Task description: With every line kept intact, print the entries that appear below.

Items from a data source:

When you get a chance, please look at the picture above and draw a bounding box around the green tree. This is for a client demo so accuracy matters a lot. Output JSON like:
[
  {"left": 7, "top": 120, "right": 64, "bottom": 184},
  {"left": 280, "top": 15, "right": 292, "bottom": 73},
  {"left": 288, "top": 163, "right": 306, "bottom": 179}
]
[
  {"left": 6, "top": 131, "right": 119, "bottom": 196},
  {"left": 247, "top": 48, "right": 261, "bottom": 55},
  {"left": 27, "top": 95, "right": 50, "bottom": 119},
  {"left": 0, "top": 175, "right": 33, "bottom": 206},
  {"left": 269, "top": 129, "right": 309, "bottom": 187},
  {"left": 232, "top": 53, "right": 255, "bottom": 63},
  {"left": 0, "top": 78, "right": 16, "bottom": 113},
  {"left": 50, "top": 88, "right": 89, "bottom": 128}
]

Exercise solution:
When you get a chance, please look at the picture above and draw a bounding box around the green tree. This is for a client demo so accuracy matters a lot. Output JSON like:
[
  {"left": 7, "top": 120, "right": 64, "bottom": 184},
  {"left": 280, "top": 15, "right": 292, "bottom": 73},
  {"left": 288, "top": 163, "right": 306, "bottom": 179}
]
[
  {"left": 6, "top": 131, "right": 119, "bottom": 196},
  {"left": 247, "top": 48, "right": 261, "bottom": 55},
  {"left": 27, "top": 95, "right": 50, "bottom": 119},
  {"left": 0, "top": 175, "right": 33, "bottom": 206},
  {"left": 269, "top": 129, "right": 309, "bottom": 187},
  {"left": 232, "top": 53, "right": 255, "bottom": 63},
  {"left": 0, "top": 78, "right": 16, "bottom": 113},
  {"left": 50, "top": 88, "right": 89, "bottom": 128}
]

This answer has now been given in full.